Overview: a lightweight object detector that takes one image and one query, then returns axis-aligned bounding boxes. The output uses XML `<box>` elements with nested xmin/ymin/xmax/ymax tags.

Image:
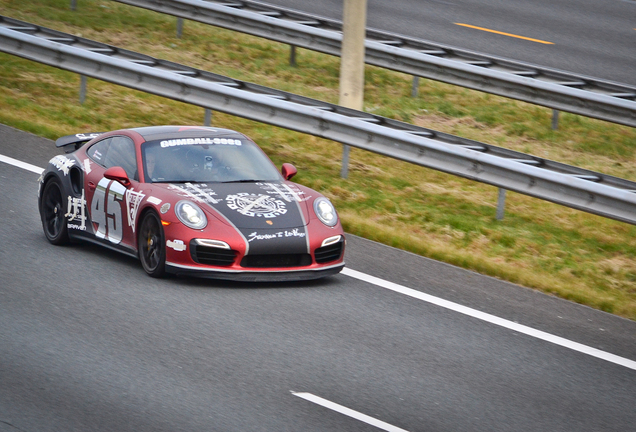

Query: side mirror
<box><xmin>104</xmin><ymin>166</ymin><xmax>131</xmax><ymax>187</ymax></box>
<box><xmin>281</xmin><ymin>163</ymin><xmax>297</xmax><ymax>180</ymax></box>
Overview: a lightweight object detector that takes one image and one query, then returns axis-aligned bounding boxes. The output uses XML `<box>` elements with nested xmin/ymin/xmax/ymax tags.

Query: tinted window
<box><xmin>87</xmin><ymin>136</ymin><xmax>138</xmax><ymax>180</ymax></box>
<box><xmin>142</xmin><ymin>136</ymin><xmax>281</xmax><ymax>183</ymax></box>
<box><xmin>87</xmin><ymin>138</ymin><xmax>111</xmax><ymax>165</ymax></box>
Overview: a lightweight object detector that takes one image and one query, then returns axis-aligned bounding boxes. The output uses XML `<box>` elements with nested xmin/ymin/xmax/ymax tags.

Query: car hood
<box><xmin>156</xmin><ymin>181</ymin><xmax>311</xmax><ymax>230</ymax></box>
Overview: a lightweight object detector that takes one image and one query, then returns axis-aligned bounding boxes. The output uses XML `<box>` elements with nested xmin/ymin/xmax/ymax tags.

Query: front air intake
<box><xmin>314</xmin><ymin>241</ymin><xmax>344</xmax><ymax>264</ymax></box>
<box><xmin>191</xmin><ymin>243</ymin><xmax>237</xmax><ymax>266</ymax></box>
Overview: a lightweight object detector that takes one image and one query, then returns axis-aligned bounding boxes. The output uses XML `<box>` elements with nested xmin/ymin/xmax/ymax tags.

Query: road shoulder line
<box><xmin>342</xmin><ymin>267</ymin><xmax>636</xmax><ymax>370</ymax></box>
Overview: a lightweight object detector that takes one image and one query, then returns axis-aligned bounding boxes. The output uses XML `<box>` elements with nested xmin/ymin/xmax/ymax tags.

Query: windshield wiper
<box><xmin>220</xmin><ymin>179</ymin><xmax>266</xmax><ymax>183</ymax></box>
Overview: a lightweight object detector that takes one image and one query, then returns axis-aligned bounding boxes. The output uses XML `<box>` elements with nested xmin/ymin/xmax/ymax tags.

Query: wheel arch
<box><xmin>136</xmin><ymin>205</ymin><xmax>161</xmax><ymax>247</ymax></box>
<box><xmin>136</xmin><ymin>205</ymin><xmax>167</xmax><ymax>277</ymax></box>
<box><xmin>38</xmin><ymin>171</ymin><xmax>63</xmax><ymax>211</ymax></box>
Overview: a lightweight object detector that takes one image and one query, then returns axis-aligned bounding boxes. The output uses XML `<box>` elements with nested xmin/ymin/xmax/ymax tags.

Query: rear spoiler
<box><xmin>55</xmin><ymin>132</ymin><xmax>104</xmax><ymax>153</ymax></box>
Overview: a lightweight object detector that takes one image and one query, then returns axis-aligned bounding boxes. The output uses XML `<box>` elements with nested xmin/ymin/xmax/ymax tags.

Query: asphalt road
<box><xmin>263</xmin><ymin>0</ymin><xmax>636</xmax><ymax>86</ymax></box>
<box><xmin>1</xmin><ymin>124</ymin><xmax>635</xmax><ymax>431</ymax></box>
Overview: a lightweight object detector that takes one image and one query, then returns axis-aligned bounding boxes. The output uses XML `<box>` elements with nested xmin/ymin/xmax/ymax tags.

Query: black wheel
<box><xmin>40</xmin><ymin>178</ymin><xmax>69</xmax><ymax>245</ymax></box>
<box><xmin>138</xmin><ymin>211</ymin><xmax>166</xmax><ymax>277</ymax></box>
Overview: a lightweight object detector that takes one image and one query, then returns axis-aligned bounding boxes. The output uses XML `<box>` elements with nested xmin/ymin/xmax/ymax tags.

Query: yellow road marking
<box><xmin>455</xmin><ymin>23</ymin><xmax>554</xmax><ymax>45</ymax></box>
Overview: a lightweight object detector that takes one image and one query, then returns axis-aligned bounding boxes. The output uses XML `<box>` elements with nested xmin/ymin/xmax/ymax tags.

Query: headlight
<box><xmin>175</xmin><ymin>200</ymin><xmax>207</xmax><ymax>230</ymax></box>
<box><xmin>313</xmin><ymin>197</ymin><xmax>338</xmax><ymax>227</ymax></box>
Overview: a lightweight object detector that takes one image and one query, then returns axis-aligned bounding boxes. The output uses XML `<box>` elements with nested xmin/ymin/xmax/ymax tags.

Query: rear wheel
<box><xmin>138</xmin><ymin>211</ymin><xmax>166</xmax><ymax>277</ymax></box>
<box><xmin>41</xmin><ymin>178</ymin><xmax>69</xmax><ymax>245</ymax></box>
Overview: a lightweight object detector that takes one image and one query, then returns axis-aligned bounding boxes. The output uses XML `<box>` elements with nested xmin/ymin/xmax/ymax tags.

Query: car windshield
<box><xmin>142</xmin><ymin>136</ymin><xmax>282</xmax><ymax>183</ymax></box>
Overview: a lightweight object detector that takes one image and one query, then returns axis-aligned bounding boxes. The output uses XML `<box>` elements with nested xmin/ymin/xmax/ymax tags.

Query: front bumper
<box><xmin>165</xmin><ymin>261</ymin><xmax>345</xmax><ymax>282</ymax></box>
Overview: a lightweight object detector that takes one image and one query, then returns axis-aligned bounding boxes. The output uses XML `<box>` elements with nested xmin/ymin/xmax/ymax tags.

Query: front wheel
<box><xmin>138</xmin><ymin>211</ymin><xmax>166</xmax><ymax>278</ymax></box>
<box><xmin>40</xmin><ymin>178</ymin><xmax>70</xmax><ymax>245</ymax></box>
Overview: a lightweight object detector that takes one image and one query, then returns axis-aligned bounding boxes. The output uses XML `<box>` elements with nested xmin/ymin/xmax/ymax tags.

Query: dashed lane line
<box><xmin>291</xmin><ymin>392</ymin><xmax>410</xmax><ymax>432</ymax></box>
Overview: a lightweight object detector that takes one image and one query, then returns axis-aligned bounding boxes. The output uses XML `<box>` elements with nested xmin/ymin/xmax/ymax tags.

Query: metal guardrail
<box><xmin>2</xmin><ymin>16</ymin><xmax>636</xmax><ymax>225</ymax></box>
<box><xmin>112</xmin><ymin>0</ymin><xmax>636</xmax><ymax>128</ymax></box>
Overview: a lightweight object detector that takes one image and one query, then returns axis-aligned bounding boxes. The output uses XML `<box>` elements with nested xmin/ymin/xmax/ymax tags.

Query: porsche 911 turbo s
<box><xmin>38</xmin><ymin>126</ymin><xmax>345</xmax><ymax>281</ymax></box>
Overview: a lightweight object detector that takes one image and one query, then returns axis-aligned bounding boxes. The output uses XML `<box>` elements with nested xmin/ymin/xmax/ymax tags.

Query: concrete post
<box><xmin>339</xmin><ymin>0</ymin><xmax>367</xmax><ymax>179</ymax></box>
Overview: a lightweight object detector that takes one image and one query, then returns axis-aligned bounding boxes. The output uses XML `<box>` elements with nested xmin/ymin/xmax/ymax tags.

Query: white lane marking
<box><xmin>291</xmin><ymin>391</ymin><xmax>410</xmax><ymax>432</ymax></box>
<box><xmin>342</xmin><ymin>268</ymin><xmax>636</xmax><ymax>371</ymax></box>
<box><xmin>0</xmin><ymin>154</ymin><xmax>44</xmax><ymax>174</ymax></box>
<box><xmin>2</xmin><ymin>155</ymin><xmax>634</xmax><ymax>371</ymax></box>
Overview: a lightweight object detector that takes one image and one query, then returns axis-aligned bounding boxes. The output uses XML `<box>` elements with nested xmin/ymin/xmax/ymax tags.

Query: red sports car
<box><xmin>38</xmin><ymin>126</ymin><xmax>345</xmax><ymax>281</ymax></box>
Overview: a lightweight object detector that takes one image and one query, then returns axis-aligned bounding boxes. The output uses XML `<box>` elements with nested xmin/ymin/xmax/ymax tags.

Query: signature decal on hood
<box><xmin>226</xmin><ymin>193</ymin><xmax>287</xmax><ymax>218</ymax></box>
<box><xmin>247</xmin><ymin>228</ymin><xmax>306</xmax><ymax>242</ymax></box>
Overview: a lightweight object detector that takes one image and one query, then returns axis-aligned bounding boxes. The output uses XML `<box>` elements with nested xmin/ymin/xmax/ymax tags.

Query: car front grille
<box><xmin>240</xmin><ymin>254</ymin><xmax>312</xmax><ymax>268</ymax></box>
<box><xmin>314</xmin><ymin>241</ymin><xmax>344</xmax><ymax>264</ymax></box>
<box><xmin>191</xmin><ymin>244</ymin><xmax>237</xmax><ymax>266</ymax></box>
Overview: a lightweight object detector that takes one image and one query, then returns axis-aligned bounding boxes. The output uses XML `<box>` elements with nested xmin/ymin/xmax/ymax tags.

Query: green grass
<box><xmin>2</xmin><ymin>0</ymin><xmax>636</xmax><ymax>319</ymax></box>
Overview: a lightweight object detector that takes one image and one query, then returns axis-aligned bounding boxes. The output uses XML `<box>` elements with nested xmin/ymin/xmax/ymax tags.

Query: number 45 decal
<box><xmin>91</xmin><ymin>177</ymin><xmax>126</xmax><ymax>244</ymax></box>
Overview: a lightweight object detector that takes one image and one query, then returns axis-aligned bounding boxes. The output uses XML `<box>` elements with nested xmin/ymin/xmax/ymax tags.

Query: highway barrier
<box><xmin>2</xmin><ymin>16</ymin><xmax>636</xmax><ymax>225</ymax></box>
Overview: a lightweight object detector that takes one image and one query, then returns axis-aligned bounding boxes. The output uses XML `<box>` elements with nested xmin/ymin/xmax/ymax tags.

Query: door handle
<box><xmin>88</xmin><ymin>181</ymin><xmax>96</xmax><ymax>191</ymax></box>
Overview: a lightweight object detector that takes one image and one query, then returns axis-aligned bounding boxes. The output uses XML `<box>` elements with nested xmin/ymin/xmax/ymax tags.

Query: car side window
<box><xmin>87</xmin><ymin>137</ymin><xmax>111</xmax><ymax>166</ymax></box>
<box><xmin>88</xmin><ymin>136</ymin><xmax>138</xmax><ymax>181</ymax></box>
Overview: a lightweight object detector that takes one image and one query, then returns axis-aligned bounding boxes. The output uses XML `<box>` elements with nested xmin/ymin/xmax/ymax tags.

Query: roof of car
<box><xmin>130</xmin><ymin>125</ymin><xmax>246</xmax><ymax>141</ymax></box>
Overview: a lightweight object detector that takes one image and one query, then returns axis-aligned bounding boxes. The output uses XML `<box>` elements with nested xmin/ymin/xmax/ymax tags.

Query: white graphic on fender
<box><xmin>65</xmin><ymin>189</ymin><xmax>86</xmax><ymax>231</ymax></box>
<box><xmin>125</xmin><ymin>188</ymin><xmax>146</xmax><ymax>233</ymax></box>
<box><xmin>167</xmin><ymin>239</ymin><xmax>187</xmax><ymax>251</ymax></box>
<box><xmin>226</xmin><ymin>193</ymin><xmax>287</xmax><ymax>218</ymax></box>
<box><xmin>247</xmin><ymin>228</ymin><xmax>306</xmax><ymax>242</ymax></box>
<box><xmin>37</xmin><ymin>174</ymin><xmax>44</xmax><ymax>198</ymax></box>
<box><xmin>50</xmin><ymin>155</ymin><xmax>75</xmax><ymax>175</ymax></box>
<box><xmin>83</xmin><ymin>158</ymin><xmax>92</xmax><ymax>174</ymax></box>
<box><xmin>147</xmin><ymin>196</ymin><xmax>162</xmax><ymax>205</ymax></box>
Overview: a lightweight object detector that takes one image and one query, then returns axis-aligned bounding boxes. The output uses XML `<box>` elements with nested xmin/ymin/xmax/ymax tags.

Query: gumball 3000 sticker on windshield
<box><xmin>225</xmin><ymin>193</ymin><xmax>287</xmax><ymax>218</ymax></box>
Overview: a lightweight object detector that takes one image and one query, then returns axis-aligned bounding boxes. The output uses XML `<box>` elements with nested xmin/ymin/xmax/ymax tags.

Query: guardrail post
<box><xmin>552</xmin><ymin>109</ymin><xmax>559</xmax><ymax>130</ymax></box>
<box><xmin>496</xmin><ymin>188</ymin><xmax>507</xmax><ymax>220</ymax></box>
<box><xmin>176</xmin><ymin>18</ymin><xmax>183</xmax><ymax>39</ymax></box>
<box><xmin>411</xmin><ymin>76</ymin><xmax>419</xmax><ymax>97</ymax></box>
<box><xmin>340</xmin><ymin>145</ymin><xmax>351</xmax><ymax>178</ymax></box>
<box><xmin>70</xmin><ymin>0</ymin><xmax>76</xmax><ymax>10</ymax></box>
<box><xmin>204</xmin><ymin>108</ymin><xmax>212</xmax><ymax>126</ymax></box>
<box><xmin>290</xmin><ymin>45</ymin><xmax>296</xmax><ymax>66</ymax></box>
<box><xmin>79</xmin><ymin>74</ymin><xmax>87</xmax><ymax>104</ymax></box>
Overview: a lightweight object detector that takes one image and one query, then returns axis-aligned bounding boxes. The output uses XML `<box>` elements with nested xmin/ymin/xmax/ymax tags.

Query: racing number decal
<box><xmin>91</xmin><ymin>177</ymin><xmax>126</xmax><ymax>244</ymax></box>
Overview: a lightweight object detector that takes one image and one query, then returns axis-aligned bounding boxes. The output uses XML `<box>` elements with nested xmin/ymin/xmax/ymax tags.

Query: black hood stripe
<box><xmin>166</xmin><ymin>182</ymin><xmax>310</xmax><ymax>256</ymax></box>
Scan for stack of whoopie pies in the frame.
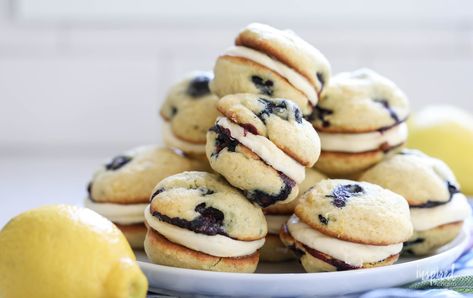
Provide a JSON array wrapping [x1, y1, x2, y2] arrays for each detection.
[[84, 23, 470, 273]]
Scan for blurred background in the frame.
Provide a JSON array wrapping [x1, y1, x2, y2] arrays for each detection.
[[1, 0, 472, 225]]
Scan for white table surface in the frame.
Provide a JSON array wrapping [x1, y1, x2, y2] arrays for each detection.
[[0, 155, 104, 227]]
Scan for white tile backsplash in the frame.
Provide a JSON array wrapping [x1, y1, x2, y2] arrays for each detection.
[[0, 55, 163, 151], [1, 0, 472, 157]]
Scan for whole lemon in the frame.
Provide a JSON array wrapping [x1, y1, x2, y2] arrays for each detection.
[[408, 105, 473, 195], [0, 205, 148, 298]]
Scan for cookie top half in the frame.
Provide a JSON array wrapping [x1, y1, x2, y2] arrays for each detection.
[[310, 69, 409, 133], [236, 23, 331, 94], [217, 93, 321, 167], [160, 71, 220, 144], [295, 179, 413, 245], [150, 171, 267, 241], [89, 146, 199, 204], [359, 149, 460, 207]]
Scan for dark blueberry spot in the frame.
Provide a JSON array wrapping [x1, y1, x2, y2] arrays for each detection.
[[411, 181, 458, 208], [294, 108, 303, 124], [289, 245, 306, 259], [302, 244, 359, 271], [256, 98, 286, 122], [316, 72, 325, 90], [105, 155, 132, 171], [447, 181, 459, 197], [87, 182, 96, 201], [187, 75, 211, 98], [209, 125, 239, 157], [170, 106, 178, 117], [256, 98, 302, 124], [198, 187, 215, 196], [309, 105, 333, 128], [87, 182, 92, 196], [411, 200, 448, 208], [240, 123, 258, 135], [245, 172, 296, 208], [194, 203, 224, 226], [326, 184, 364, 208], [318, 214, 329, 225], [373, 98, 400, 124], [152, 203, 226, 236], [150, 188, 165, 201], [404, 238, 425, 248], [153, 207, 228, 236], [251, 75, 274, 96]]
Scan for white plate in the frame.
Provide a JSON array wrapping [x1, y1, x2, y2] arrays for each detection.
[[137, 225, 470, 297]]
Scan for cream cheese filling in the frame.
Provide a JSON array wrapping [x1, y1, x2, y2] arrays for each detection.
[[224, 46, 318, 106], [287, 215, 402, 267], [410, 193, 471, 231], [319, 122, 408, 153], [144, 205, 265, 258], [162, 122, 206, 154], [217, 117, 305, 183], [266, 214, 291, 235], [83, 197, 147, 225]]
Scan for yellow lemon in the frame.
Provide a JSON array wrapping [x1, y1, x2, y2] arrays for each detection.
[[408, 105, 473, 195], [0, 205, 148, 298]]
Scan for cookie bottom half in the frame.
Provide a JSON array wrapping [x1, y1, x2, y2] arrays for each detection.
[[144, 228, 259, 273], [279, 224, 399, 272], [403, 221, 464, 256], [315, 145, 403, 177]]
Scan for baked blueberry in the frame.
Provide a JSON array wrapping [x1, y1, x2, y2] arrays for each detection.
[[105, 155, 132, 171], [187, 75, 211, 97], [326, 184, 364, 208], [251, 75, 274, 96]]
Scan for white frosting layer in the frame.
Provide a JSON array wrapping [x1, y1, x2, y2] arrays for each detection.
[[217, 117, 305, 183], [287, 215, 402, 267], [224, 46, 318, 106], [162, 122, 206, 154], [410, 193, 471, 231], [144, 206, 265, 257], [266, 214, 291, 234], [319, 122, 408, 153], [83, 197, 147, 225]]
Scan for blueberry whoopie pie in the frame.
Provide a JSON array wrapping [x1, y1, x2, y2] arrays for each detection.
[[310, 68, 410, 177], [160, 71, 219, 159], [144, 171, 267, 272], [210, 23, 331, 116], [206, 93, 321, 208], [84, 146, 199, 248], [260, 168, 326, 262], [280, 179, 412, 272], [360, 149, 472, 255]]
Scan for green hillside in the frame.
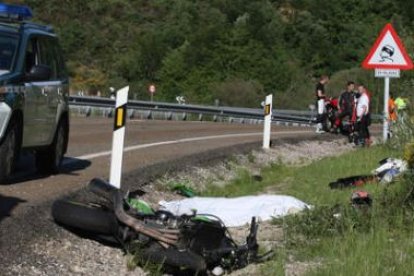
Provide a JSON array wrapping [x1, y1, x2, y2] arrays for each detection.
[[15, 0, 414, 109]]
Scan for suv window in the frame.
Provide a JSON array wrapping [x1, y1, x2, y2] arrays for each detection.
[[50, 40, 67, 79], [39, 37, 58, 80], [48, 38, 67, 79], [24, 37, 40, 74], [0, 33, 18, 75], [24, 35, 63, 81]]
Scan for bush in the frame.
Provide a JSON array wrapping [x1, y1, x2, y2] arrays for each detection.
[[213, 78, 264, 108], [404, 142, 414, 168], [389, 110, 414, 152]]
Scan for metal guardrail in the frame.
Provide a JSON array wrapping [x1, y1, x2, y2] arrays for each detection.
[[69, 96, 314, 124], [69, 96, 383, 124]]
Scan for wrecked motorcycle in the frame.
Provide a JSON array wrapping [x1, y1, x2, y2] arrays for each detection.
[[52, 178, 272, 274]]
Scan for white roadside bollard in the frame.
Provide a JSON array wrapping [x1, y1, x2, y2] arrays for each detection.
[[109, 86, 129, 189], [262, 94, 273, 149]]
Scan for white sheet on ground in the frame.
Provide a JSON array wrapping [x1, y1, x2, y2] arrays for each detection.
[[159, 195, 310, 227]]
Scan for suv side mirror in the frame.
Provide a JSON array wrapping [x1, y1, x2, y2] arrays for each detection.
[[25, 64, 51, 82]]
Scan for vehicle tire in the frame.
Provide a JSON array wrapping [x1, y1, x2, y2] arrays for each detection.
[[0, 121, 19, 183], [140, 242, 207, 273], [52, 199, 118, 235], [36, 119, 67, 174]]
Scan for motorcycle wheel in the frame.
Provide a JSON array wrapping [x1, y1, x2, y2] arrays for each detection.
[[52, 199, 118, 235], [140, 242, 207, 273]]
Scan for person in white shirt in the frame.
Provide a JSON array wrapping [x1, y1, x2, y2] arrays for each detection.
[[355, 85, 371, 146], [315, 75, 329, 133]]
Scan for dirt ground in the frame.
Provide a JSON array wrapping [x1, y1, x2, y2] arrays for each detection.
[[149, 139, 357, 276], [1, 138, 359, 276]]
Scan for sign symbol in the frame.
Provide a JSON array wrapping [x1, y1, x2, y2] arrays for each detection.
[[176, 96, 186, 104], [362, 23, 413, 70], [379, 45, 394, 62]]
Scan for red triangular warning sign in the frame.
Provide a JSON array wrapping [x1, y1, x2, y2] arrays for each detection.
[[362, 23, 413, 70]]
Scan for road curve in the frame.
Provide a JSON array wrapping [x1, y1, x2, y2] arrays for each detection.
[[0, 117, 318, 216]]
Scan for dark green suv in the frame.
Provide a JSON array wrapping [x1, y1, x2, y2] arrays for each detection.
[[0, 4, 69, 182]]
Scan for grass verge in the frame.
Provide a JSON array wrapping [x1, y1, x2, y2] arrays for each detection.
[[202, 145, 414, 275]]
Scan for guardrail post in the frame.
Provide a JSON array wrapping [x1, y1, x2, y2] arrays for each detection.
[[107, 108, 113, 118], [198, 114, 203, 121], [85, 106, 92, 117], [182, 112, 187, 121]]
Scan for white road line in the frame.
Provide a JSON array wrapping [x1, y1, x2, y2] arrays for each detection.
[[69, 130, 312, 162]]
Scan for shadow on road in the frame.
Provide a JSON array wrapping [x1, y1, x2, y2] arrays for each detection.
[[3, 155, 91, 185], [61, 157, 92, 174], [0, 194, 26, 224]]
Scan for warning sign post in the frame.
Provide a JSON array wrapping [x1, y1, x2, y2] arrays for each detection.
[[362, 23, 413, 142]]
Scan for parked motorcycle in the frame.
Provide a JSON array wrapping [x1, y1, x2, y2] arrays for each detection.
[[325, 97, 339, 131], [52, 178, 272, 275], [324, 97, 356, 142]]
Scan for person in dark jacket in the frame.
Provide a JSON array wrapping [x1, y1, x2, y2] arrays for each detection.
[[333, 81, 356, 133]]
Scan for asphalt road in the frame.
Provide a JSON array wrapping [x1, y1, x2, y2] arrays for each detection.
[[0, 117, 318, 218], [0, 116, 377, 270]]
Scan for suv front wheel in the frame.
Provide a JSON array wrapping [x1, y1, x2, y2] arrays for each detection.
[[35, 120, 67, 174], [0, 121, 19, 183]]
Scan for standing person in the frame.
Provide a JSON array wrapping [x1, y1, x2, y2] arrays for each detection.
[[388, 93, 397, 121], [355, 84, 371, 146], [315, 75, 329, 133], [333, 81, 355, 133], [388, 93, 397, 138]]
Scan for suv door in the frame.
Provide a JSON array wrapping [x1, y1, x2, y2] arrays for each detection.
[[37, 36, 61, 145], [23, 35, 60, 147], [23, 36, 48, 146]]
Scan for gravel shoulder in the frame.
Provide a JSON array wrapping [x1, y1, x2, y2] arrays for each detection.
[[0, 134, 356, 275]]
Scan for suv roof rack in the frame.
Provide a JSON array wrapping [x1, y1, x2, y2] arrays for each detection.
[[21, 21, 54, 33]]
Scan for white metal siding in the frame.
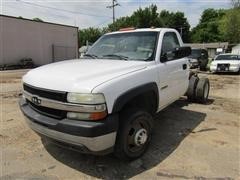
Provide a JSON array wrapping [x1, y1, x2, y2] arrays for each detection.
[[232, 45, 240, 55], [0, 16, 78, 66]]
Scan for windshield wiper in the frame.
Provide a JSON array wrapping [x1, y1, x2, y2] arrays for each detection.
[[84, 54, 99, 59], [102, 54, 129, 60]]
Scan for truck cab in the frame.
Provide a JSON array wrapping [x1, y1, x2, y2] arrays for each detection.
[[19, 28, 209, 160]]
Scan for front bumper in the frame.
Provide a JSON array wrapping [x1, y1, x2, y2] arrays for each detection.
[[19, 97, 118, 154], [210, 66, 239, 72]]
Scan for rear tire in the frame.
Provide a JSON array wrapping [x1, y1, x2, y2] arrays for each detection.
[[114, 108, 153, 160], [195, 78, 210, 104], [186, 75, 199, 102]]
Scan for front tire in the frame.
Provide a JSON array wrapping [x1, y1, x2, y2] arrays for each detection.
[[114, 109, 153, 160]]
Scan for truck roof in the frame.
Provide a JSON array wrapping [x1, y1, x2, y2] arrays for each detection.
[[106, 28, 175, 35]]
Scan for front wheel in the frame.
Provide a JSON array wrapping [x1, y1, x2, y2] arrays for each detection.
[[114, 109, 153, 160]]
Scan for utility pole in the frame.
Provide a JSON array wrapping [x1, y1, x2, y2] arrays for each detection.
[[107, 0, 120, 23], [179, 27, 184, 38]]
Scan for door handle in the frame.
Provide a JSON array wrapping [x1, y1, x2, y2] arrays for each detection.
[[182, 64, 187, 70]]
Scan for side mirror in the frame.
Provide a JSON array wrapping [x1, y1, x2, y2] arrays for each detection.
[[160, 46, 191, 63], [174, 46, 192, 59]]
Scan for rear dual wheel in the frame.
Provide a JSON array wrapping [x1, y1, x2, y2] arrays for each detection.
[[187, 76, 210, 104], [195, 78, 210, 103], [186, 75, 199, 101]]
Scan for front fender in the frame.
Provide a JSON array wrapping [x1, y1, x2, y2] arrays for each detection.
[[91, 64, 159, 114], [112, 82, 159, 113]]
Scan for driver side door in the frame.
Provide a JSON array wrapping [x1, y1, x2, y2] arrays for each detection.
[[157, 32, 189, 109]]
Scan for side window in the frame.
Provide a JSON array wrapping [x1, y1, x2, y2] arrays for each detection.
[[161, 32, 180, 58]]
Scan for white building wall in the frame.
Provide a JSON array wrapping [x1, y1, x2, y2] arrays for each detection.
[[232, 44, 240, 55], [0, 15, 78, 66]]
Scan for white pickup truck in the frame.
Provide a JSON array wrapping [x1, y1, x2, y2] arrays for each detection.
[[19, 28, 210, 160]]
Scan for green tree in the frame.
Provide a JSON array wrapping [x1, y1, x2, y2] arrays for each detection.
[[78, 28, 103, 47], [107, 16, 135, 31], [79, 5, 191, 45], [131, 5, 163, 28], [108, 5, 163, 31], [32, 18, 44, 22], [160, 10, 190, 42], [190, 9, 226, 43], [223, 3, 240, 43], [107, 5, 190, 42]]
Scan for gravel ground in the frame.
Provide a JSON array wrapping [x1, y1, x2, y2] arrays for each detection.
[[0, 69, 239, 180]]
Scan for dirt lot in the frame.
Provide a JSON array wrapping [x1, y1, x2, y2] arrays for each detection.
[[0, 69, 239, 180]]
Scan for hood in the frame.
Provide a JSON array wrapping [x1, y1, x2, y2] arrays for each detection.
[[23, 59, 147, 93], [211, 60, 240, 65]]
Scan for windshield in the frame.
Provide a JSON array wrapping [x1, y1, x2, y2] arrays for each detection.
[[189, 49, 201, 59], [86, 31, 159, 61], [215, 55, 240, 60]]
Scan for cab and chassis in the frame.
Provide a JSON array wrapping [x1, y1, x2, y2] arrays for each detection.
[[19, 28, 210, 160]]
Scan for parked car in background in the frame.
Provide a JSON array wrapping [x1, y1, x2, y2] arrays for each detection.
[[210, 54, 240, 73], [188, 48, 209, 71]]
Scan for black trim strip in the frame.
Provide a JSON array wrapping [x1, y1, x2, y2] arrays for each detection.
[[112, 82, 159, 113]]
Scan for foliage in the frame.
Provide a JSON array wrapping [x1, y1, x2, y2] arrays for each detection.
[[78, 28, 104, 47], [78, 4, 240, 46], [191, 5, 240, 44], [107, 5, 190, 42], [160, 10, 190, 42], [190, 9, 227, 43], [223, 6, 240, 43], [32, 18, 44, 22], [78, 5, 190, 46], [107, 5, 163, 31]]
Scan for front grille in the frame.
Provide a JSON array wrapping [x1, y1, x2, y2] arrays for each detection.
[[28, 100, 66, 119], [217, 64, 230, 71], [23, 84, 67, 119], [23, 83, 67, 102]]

◆ **WORK TO COMPLETE**
Extract the lines of the preceding material that run from the line with "Scan for asphalt road in the frame." through the line with "Scan for suv roof rack in the frame.", inclusive, reproducing them exactly and adding nothing.

◆ **EXERCISE RESULT**
Scan for asphalt road in the frame.
Provide a JSON array wrapping [x1, y1, x2, y2] arrays for each detection.
[[0, 117, 318, 218], [0, 116, 377, 270]]
Scan for suv front wheel in the frame.
Provide a JSON array wrapping [x1, y1, x2, y2] arrays for each detection.
[[35, 120, 67, 174], [0, 121, 19, 183]]
Scan for standing person in the frame.
Provide a JSON array wrapping [x1, y1, x2, y2] arrays for each detection.
[[388, 93, 397, 121], [355, 84, 371, 146], [315, 75, 329, 133], [333, 81, 355, 133], [388, 93, 397, 138]]
Scan for suv door in the frame.
Provide a JSON array wrapping [x1, y1, x2, y2] arrays for each detection.
[[37, 36, 61, 145], [23, 35, 60, 147], [23, 36, 48, 146]]
Scan for gravel shoulder in the frame.
Provide a JSON array wrapping [x1, y1, x2, y2] arrays for each detection.
[[0, 134, 356, 275]]
Scan for suv roof rack in the frame.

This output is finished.